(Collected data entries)
....

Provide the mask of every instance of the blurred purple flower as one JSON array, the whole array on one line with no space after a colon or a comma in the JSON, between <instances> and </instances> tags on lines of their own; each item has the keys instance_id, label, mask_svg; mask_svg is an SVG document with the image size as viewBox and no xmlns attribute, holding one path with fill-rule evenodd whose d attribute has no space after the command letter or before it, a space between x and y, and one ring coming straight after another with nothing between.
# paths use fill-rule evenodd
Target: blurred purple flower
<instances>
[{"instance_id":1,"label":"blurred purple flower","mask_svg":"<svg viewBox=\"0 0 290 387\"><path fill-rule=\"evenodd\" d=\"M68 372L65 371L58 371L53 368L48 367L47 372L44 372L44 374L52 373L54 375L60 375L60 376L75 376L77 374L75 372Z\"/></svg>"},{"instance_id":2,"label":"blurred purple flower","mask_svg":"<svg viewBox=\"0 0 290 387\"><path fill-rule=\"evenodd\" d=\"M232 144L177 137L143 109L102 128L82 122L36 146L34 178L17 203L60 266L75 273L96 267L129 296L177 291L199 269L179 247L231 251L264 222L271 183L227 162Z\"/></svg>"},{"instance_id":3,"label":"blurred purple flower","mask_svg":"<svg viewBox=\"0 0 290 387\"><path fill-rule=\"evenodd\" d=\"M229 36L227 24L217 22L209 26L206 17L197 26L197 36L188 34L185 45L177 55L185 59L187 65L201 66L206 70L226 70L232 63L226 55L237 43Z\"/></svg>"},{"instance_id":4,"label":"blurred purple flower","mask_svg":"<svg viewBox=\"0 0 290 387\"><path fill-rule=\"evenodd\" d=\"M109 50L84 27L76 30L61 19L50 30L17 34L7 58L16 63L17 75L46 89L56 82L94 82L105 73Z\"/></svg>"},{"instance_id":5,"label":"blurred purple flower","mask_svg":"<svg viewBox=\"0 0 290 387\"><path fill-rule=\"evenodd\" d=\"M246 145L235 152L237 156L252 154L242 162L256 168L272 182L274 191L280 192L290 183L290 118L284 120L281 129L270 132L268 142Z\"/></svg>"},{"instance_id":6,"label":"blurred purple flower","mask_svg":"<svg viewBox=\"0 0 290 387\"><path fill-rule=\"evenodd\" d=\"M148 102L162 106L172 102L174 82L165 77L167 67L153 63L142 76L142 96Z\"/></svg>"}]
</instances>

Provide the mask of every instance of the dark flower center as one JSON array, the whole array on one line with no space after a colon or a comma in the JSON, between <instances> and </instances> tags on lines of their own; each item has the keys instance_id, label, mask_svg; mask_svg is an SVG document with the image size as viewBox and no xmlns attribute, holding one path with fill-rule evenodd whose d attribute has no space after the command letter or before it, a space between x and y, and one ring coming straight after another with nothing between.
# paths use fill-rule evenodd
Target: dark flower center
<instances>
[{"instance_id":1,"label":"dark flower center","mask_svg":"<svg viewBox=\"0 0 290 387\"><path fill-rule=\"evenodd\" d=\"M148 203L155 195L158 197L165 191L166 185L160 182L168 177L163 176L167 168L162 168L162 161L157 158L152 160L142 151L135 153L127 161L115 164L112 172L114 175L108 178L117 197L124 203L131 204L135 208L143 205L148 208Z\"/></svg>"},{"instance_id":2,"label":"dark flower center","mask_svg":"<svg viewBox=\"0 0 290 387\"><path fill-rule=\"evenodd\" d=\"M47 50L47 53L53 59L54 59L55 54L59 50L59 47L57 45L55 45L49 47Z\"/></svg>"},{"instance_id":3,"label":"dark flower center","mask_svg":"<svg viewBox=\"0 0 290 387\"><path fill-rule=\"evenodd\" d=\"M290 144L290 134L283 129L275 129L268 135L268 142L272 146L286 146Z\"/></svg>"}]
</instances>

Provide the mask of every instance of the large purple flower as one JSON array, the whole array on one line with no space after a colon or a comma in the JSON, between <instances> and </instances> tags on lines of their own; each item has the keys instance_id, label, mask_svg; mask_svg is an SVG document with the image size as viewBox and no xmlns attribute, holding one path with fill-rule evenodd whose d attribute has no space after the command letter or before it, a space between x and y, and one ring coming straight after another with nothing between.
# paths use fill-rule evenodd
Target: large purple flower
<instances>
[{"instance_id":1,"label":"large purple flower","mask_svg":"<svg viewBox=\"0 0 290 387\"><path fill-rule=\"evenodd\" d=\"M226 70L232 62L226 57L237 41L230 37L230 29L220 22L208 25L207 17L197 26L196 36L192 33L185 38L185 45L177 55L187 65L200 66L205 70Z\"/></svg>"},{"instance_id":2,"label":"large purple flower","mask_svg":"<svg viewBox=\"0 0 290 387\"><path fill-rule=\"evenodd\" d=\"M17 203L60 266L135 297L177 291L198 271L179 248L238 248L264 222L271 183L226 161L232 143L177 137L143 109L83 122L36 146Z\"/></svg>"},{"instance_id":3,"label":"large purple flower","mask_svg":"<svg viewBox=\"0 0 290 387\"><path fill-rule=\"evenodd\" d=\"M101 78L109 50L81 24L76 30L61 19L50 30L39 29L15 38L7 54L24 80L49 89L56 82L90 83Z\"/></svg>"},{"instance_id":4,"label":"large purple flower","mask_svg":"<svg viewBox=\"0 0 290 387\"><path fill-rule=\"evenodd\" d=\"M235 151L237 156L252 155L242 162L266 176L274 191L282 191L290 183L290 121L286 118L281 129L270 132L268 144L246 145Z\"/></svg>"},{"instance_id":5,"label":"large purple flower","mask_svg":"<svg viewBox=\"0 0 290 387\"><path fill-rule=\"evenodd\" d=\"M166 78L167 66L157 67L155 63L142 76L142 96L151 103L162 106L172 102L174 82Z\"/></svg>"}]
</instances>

....

- Written exercise -
Would you copy out each line exactly as written?

- Response to this task -
Provide the mask of every instance of the blurred purple flower as one JSON array, the whole array on one line with no space after a colon or a comma in the JSON, between <instances> and </instances> tags on lines of their own; each item has the keys instance_id, label, mask_svg; mask_svg is an SVG document with the image size as viewBox and no xmlns attribute, holding one path with fill-rule evenodd whose d attribute has no space after the command letter or before it, a space between x and y, and one ring coming straight after another with nothing between.
# paths use fill-rule evenodd
Target: blurred purple flower
<instances>
[{"instance_id":1,"label":"blurred purple flower","mask_svg":"<svg viewBox=\"0 0 290 387\"><path fill-rule=\"evenodd\" d=\"M68 372L65 371L58 371L53 368L48 367L47 372L44 372L44 374L52 373L54 375L60 375L60 376L75 376L77 374L75 372Z\"/></svg>"},{"instance_id":2,"label":"blurred purple flower","mask_svg":"<svg viewBox=\"0 0 290 387\"><path fill-rule=\"evenodd\" d=\"M232 144L177 137L143 109L102 128L82 122L36 146L34 178L17 203L60 266L75 273L96 267L129 296L177 291L199 269L179 247L231 251L264 222L271 183L227 162Z\"/></svg>"},{"instance_id":3,"label":"blurred purple flower","mask_svg":"<svg viewBox=\"0 0 290 387\"><path fill-rule=\"evenodd\" d=\"M229 36L227 24L217 22L209 26L206 17L197 26L197 36L188 34L185 45L177 55L185 59L187 65L201 66L206 70L226 70L232 63L226 55L237 43Z\"/></svg>"},{"instance_id":4,"label":"blurred purple flower","mask_svg":"<svg viewBox=\"0 0 290 387\"><path fill-rule=\"evenodd\" d=\"M109 50L84 27L76 30L61 19L50 30L17 34L7 58L16 63L17 75L46 89L56 82L94 82L105 73Z\"/></svg>"},{"instance_id":5,"label":"blurred purple flower","mask_svg":"<svg viewBox=\"0 0 290 387\"><path fill-rule=\"evenodd\" d=\"M246 145L235 152L237 156L252 154L242 162L256 168L272 182L274 191L280 192L290 183L290 118L284 120L281 129L270 132L268 142Z\"/></svg>"},{"instance_id":6,"label":"blurred purple flower","mask_svg":"<svg viewBox=\"0 0 290 387\"><path fill-rule=\"evenodd\" d=\"M148 102L162 106L172 102L174 82L165 77L167 67L153 63L142 76L142 96Z\"/></svg>"}]
</instances>

Provide the mask of every instance of the dark flower center as one JSON array, the whole array on one line with no space after a colon or a comma in the JSON, between <instances> and </instances> tags on lines of their own; each item has the keys instance_id, label, mask_svg; mask_svg is an SVG document with the image size as viewBox and no xmlns attribute, holding one path with fill-rule evenodd whose d attribute has no space after the command letter or before it, a space between x and y, and one ring coming straight after another with nothing between.
# paths use fill-rule evenodd
Target: dark flower center
<instances>
[{"instance_id":1,"label":"dark flower center","mask_svg":"<svg viewBox=\"0 0 290 387\"><path fill-rule=\"evenodd\" d=\"M148 203L155 195L158 197L165 191L166 185L160 182L168 177L163 176L167 168L162 168L162 161L157 158L152 160L142 151L135 153L127 161L115 164L112 172L114 175L108 178L117 197L124 203L131 204L135 208L143 205L148 208Z\"/></svg>"},{"instance_id":2,"label":"dark flower center","mask_svg":"<svg viewBox=\"0 0 290 387\"><path fill-rule=\"evenodd\" d=\"M47 50L47 53L53 59L54 59L55 54L59 50L59 47L57 45L55 45L49 47Z\"/></svg>"},{"instance_id":3,"label":"dark flower center","mask_svg":"<svg viewBox=\"0 0 290 387\"><path fill-rule=\"evenodd\" d=\"M290 144L290 134L283 129L275 129L268 135L268 142L272 146L286 146Z\"/></svg>"}]
</instances>

Provide the mask of every instance of the large purple flower as one JSON array, the whole array on one line with no space after a colon or a comma in the JSON, between <instances> and </instances> tags on lines of their own; each item has the keys instance_id, label, mask_svg; mask_svg is an SVG document with the image size as viewBox and no xmlns attribute, holding one path with fill-rule evenodd whose d attribute has no space after the command letter or before it, a space between x and y, and one ring coming straight after another with nothing between.
# paths use fill-rule evenodd
Target: large purple flower
<instances>
[{"instance_id":1,"label":"large purple flower","mask_svg":"<svg viewBox=\"0 0 290 387\"><path fill-rule=\"evenodd\" d=\"M226 70L232 62L226 57L237 41L230 37L230 29L220 22L208 25L207 17L197 26L196 36L192 33L185 38L185 45L177 55L187 65L200 66L205 70Z\"/></svg>"},{"instance_id":2,"label":"large purple flower","mask_svg":"<svg viewBox=\"0 0 290 387\"><path fill-rule=\"evenodd\" d=\"M17 203L60 266L135 297L177 291L198 271L179 248L238 248L264 222L271 183L226 161L232 143L177 137L143 109L83 122L36 146Z\"/></svg>"},{"instance_id":3,"label":"large purple flower","mask_svg":"<svg viewBox=\"0 0 290 387\"><path fill-rule=\"evenodd\" d=\"M101 78L109 50L81 24L76 30L61 19L50 30L39 29L15 38L7 54L24 80L49 89L56 82L90 83Z\"/></svg>"},{"instance_id":4,"label":"large purple flower","mask_svg":"<svg viewBox=\"0 0 290 387\"><path fill-rule=\"evenodd\" d=\"M235 151L237 156L252 155L242 162L266 176L274 191L282 191L290 183L290 121L286 118L281 129L270 132L268 144L246 145Z\"/></svg>"},{"instance_id":5,"label":"large purple flower","mask_svg":"<svg viewBox=\"0 0 290 387\"><path fill-rule=\"evenodd\" d=\"M166 78L167 66L157 67L155 63L142 76L142 96L151 103L162 106L172 102L174 82Z\"/></svg>"}]
</instances>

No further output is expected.